▶ _Excerpts from point annotation data_

# # # #

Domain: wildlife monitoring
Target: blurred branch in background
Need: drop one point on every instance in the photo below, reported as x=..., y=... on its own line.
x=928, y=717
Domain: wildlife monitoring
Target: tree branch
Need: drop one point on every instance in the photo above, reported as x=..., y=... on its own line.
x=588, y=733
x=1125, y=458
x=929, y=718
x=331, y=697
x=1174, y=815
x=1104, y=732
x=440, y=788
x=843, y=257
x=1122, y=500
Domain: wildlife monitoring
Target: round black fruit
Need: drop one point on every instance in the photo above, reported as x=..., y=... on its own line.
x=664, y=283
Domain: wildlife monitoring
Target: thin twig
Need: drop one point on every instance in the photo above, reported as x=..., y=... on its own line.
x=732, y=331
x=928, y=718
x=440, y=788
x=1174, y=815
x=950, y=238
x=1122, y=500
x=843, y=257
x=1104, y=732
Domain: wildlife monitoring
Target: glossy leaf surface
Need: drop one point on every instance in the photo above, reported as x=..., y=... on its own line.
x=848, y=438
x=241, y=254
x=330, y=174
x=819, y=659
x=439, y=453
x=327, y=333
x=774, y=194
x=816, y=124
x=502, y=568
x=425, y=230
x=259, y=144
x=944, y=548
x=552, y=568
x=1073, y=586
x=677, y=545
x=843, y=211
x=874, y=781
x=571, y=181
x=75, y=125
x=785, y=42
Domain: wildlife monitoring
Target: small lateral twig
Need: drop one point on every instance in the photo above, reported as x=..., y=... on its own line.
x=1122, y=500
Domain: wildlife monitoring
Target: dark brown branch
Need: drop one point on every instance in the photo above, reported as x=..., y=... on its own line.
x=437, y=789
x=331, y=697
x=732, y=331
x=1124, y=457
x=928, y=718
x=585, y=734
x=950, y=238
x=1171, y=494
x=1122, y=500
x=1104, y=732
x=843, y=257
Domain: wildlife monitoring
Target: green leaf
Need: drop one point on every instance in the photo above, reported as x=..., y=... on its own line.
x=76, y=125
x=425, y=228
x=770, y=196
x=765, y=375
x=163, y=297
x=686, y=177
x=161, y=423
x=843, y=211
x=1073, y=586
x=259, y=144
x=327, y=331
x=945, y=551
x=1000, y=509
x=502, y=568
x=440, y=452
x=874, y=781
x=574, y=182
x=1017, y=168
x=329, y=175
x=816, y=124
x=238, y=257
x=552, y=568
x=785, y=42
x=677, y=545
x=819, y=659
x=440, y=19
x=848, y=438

# # # #

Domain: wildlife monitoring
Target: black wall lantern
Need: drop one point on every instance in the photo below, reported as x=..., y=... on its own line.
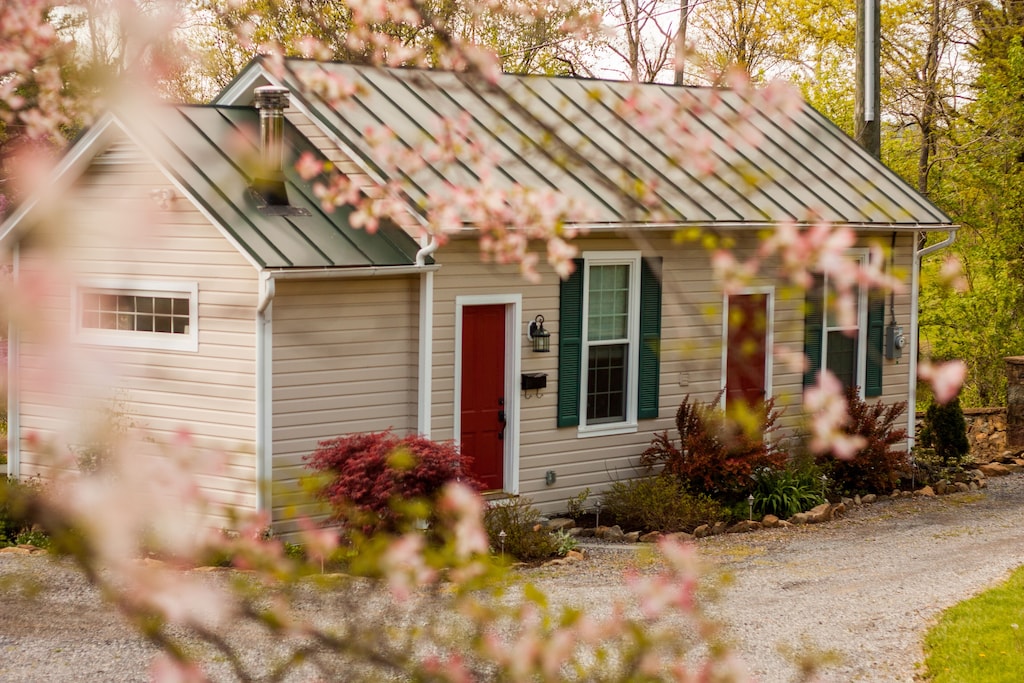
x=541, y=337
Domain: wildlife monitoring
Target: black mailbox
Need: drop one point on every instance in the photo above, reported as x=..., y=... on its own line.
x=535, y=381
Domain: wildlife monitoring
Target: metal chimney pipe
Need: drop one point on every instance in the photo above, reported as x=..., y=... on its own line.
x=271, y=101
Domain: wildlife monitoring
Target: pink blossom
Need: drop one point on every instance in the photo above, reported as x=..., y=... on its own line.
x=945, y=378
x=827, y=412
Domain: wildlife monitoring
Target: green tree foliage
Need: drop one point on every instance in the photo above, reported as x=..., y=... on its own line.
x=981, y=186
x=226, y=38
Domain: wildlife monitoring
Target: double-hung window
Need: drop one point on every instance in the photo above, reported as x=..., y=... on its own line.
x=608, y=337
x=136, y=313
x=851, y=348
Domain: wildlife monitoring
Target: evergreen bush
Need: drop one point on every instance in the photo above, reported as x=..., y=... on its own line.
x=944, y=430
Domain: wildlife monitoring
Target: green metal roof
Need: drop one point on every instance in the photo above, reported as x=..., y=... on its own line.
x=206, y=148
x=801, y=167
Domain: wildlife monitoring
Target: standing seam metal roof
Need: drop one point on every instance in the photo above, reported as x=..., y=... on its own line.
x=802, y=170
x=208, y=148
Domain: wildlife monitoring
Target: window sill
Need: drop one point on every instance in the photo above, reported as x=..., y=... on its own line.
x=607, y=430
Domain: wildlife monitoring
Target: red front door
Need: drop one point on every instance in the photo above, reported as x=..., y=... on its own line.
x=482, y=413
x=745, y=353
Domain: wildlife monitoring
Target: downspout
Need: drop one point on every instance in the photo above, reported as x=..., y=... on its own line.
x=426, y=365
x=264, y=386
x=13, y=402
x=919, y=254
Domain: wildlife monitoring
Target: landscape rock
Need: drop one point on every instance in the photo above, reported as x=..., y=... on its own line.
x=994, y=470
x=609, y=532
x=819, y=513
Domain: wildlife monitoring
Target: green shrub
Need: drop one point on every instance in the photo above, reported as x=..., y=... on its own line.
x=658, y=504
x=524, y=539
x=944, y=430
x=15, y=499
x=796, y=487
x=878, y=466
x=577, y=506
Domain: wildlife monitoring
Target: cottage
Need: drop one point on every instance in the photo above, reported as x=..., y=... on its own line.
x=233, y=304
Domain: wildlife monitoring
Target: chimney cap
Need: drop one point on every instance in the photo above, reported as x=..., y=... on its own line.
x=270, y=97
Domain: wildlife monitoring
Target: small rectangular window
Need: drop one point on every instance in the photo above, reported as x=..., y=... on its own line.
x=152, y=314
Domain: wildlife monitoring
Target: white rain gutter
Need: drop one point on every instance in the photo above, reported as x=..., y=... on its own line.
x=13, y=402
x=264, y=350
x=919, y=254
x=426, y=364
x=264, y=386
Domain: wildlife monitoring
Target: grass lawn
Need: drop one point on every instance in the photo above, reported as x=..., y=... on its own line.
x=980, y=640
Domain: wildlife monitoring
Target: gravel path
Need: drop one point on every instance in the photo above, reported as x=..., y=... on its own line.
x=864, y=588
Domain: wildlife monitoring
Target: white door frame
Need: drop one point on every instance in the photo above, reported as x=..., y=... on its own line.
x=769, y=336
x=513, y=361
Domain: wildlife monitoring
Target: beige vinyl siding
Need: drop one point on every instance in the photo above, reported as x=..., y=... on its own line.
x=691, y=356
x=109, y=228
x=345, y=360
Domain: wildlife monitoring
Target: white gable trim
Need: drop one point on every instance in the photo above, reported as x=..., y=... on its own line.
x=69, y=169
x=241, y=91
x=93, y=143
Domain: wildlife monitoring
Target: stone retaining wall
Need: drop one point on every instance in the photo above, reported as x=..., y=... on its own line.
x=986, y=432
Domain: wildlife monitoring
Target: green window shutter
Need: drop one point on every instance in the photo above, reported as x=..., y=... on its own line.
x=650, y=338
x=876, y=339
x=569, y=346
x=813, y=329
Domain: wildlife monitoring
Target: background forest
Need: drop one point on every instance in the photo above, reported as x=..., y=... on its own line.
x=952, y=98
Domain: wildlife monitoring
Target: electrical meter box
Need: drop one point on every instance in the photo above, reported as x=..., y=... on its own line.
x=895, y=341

# # # #

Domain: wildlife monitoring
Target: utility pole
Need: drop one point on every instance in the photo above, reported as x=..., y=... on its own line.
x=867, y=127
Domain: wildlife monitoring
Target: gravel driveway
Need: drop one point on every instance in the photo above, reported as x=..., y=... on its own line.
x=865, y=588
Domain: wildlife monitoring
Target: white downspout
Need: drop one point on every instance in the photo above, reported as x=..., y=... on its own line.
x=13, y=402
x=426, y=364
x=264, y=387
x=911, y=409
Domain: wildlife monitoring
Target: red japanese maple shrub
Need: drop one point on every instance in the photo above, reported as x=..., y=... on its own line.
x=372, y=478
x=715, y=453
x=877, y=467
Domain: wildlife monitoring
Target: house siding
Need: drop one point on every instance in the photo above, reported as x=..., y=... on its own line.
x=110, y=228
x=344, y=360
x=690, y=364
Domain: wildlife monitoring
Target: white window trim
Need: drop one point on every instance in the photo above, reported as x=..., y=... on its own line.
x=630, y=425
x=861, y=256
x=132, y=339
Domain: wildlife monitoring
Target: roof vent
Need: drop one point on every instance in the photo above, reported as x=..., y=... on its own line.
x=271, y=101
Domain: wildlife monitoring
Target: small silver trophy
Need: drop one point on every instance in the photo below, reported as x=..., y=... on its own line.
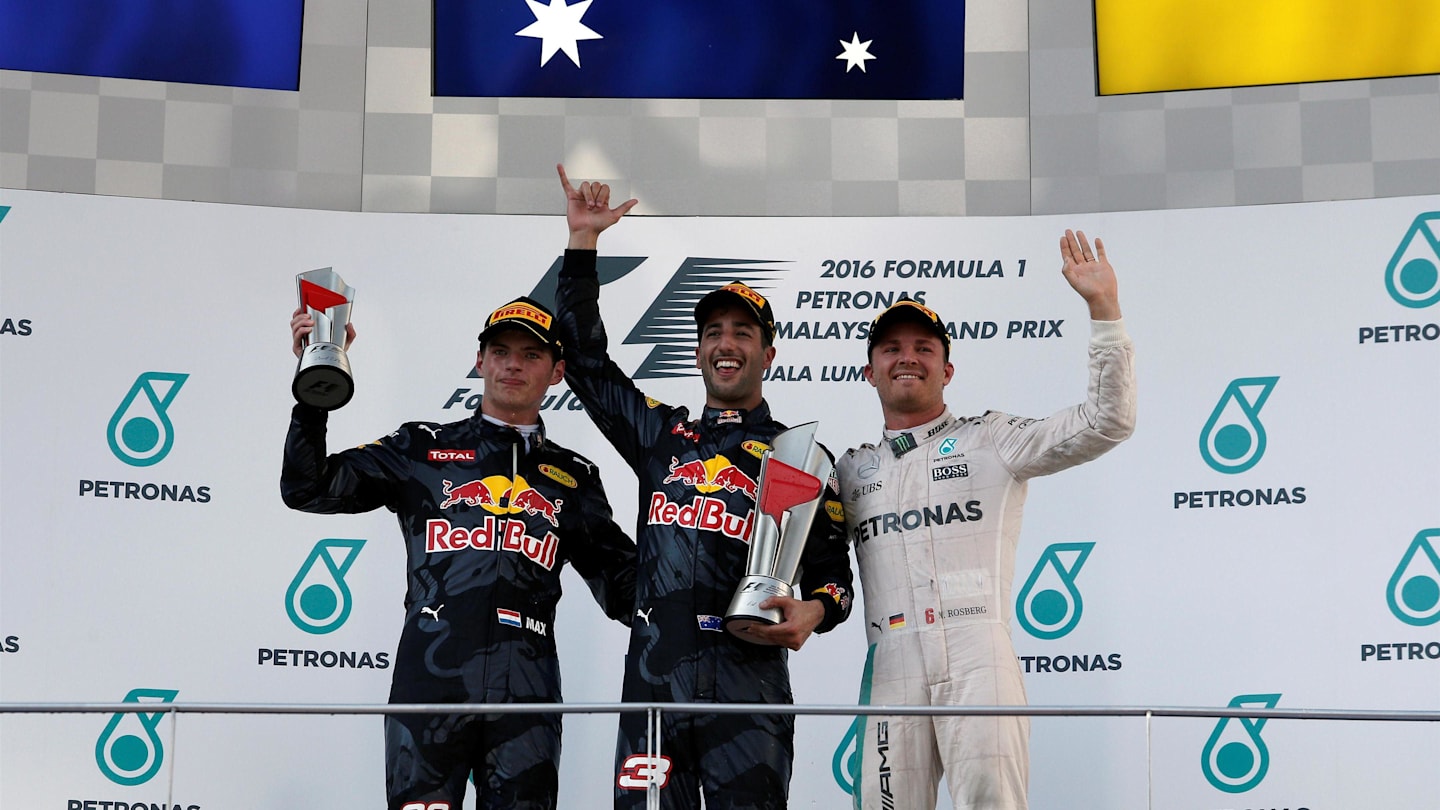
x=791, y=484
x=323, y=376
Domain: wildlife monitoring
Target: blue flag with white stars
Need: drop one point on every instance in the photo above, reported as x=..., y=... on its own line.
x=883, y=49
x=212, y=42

# # # #

▶ _Work required_
Display each line of the entries above that contains the word "background".

▶ _The reply_
Target: blurred branch in background
Target: background forest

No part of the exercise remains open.